Set task:
Starting with the line that contains "Please place a point on the autumn foliage tree", reproduce each line through the end of the entries exactly as written.

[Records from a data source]
START

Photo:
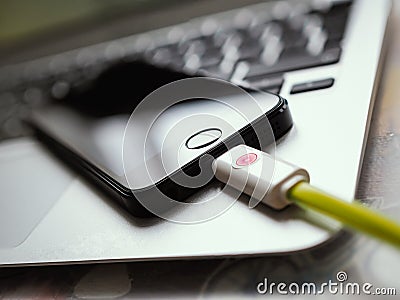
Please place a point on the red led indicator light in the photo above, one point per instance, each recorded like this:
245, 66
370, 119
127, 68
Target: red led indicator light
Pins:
246, 159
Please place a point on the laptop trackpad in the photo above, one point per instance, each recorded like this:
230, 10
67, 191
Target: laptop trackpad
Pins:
31, 183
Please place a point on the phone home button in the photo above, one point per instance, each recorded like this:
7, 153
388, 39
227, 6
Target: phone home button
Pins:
203, 138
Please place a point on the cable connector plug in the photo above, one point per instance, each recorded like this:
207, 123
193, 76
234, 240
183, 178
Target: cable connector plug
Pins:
259, 175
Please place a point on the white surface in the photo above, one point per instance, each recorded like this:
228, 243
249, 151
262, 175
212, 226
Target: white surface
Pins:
327, 139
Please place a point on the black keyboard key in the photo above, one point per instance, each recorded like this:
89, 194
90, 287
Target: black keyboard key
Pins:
292, 60
312, 86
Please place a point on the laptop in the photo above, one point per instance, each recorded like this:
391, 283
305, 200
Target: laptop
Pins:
324, 57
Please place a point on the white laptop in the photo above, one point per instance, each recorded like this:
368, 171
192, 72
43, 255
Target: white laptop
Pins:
326, 63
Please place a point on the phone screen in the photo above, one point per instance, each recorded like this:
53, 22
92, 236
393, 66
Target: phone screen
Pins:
91, 122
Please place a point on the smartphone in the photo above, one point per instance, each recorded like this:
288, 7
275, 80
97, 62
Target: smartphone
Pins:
86, 130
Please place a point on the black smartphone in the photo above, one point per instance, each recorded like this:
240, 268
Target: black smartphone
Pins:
86, 130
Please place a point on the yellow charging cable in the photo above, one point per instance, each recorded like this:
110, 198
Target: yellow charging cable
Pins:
354, 215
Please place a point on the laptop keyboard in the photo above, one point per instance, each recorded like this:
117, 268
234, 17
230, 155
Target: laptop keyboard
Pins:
254, 50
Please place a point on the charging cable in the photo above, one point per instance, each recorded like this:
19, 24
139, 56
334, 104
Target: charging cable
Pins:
278, 184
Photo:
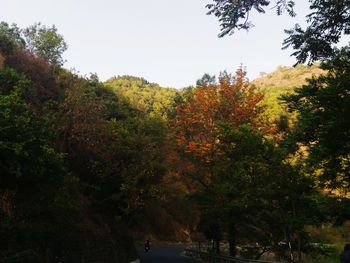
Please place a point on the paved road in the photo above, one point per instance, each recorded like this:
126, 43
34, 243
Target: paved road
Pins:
163, 254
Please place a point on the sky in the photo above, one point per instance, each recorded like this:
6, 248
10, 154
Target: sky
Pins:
169, 42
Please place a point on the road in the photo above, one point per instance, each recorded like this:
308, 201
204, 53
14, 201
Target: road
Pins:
163, 254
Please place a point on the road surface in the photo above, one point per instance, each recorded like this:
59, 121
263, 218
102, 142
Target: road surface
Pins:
163, 254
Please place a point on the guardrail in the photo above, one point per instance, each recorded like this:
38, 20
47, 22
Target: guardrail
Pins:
220, 259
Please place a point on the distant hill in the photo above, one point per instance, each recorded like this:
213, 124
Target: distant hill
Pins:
281, 81
143, 95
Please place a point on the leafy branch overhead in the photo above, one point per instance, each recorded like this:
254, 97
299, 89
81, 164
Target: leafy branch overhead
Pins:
326, 23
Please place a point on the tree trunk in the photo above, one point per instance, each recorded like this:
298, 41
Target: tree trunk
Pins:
232, 239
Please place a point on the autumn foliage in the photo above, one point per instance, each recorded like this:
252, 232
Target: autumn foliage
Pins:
232, 101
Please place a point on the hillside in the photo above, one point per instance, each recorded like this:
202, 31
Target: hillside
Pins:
281, 81
143, 95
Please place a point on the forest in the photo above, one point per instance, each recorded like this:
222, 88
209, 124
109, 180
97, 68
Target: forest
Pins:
254, 169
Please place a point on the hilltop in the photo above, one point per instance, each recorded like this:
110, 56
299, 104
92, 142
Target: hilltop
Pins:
281, 81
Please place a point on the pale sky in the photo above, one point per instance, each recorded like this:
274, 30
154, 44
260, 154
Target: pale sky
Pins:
169, 42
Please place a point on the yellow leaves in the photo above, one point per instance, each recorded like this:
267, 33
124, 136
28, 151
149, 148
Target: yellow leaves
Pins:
232, 101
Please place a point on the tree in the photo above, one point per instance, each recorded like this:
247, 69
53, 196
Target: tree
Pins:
327, 22
232, 101
323, 124
198, 132
46, 42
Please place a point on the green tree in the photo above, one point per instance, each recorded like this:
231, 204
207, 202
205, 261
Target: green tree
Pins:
323, 124
46, 42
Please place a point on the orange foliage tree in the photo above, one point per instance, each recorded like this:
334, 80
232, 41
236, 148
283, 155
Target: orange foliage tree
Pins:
197, 123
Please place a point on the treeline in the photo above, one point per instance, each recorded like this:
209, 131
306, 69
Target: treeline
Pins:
82, 161
77, 162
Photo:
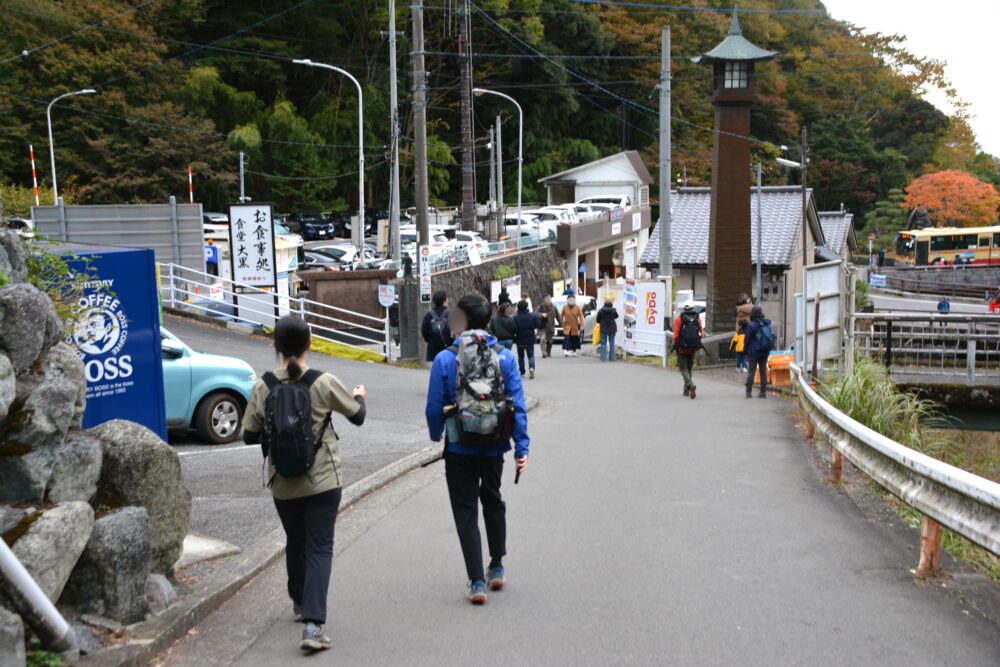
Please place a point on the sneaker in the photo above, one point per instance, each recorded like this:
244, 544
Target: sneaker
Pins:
313, 638
496, 578
477, 592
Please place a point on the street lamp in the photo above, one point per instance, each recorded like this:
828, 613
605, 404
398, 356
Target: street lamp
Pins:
520, 149
357, 233
52, 149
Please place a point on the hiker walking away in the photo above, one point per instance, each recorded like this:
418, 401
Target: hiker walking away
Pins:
687, 341
503, 326
606, 317
743, 308
289, 415
758, 345
434, 328
527, 324
476, 398
573, 325
550, 319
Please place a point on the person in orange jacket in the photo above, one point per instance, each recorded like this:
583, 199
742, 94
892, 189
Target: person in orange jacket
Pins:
687, 341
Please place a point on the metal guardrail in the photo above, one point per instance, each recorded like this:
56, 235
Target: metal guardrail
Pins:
949, 348
943, 494
183, 288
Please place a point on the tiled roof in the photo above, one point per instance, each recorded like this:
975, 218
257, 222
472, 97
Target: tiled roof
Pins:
782, 218
836, 229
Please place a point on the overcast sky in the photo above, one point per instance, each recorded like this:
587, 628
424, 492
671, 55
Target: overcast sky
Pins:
963, 33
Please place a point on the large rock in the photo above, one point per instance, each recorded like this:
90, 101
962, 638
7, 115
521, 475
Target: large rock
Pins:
28, 324
8, 387
48, 400
12, 256
77, 469
110, 577
140, 469
11, 640
52, 545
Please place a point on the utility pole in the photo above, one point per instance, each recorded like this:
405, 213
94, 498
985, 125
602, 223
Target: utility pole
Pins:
498, 225
420, 124
666, 244
394, 244
468, 153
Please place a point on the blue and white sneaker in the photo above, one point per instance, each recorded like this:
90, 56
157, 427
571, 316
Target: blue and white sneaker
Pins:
496, 579
477, 592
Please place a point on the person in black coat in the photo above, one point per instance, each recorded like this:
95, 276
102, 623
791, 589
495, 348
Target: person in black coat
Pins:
434, 328
527, 323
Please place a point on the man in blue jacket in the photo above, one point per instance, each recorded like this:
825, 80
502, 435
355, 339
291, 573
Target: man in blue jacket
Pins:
473, 472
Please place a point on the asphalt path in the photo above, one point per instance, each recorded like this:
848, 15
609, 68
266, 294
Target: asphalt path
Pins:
229, 501
649, 529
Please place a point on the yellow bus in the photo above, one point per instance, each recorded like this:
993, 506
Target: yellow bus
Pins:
949, 245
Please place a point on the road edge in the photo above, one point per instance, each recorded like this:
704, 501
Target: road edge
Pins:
151, 637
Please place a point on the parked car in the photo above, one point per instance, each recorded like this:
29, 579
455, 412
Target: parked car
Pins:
204, 392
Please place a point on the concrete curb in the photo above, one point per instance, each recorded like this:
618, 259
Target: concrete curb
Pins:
147, 639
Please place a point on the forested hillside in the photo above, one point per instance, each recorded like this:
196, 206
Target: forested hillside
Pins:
192, 82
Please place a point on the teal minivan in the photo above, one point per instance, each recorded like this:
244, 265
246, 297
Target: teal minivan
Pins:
204, 392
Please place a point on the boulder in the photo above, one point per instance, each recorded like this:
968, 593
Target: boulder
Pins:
53, 543
140, 469
160, 593
7, 386
77, 469
110, 577
28, 324
11, 640
47, 401
12, 256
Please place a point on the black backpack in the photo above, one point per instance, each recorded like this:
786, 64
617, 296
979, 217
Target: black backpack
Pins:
689, 337
288, 434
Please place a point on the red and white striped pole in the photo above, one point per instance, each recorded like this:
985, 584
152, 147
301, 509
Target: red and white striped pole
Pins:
34, 174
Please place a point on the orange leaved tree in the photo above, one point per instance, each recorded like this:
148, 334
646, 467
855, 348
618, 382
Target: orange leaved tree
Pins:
954, 198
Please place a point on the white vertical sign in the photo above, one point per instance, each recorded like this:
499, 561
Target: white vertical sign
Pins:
251, 244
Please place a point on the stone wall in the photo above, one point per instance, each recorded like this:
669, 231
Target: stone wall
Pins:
534, 266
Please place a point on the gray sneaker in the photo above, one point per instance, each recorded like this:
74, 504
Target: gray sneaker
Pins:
313, 638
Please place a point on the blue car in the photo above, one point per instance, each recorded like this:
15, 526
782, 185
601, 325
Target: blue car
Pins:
204, 392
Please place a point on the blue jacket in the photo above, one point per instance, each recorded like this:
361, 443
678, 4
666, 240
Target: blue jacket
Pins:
441, 392
752, 347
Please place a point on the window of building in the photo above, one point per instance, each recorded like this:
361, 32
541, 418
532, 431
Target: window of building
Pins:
736, 75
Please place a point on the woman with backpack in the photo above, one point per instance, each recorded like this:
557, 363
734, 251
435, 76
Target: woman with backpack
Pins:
303, 466
480, 426
758, 344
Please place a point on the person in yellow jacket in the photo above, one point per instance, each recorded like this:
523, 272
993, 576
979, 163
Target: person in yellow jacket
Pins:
573, 323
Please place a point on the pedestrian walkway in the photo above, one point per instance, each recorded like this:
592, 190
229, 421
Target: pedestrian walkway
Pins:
649, 529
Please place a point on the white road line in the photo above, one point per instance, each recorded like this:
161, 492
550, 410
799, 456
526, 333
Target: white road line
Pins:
237, 448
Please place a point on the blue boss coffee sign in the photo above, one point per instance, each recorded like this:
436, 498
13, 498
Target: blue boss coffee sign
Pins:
117, 335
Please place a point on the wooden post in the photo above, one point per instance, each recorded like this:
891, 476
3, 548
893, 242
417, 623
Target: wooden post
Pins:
930, 548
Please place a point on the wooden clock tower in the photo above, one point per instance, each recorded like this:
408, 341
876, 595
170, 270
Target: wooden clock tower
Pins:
730, 268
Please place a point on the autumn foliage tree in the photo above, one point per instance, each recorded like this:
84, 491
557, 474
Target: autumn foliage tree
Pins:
954, 198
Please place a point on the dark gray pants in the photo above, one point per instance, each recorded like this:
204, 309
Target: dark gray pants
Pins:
308, 524
471, 480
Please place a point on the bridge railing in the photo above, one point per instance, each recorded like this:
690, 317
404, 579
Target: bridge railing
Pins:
943, 494
959, 349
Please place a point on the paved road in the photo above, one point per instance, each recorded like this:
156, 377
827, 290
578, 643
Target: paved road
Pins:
229, 501
649, 530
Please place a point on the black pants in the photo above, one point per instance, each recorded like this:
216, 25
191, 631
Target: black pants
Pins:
474, 479
308, 524
755, 363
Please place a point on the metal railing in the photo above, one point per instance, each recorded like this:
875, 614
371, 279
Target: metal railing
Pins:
931, 347
187, 289
943, 494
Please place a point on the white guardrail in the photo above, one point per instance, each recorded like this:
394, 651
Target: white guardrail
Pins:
220, 298
943, 494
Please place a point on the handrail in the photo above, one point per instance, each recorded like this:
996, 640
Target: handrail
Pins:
950, 496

END

Output of the task:
Please place a point on the autumn foliage tree in the photo above, one point per instance, each recorded like this:
84, 491
557, 474
Target: autumn foliage tree
Pins:
954, 198
Please place a point on the dark gray pants in the photo above, one point per instance, each recorded like this:
204, 309
Target: dark gray pants
Pins:
308, 524
471, 480
Please place a point on the bridge railing in the photo above, one point per instance, each recorded like this:
690, 317
404, 579
Target: bridge railing
Pins:
943, 494
959, 349
Please place a point on the paved road in the photo above, one point per instance, each recorded like this:
156, 377
827, 290
578, 643
Target: paved road
Pins:
229, 501
649, 530
Please place a point on the black pants in the photo above, one point per instance, each recorded like this:
216, 25
191, 631
Target: black pants
Pins:
474, 479
308, 524
755, 363
Please place a point on the metal railing in the photo above, one point per instance, each recorded like this:
875, 614
371, 279
Target: metal railing
Pins:
931, 347
187, 289
943, 494
Please place a point on the white guardrail in the photo above, one point per instance, each recorded like this:
394, 651
Target: white guardrail
Pins:
220, 298
943, 494
Please place a point on the handrail in the photo above, one point per instance, each recorded like this:
996, 640
Target: handrail
Pins:
950, 496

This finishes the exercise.